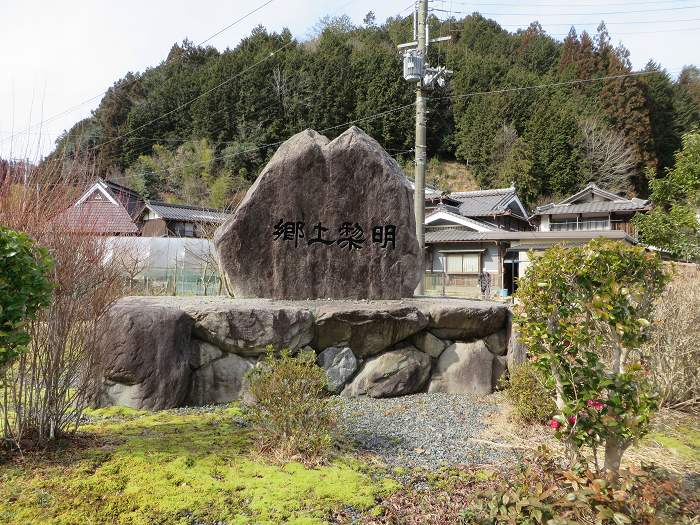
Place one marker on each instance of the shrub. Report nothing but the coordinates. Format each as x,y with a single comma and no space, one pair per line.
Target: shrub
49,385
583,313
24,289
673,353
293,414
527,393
______
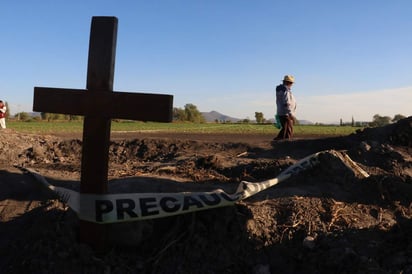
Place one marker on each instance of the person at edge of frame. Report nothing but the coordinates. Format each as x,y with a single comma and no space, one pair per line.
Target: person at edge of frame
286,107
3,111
______
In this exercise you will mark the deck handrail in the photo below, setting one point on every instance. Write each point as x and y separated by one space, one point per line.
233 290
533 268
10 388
______
Problem description
Give the number of lines in the listing above that hold the string "single", with nothing else.

Expected answer
2